Short task: Only the lines from the one with "# test: point at every instance of the turquoise" onward are wanted, through the last line of the entries, set down exactly.

Extracted information:
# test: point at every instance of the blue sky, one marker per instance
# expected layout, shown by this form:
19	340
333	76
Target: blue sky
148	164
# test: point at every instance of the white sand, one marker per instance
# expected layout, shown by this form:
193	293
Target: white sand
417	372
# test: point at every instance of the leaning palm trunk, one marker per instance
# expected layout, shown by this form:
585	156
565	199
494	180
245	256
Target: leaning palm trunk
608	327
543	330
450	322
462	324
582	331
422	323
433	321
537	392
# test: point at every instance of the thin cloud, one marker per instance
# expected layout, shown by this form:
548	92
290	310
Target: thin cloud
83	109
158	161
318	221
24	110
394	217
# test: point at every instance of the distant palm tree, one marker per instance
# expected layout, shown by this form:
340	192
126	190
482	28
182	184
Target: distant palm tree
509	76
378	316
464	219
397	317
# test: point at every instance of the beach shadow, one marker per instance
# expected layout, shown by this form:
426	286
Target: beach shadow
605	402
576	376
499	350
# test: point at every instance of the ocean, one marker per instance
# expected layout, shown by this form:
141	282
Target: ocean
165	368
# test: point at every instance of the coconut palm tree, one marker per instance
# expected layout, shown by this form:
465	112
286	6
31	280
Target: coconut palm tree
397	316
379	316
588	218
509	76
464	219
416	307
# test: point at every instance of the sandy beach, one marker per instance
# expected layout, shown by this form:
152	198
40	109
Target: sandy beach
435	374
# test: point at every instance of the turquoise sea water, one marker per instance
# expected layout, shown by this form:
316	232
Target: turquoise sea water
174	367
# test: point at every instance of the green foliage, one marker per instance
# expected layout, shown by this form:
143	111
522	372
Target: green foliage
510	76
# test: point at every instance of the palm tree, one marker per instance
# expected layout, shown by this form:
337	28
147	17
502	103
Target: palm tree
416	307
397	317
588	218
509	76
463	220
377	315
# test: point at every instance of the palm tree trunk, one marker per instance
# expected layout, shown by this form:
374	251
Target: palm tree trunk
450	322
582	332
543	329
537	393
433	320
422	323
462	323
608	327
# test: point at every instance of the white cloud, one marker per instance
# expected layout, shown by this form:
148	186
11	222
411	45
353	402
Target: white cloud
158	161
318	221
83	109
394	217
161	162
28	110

Exercise answer:
# test: point at every instance of the turquoise sea water, one marker per instance
# expected layout, shown by this form:
316	232
Target: turquoise sea water
174	367
# test: point at every instance of the green foliage, one marker per instance
# expected layout, shown by this form:
143	111
522	372
Target: green foliage
510	76
# test: point at every instance of the palm tree, one marker per instance
# expected layout, shown by this form:
337	28
147	17
502	103
Target: palm tree
416	307
397	317
588	218
509	76
463	220
377	315
# test: point at every instance of the palm tree trunk, one marker per instance
# expected layout, shown by this form:
374	251
Target: palm tree trunk
450	322
582	332
543	329
537	393
433	320
422	323
462	323
608	327
# test: point at every instance of the white cloud, one marker per instance
# expected layout, shown by this form:
148	186
11	222
411	45
353	402
Target: white cloud
158	161
318	221
83	109
394	217
161	162
28	110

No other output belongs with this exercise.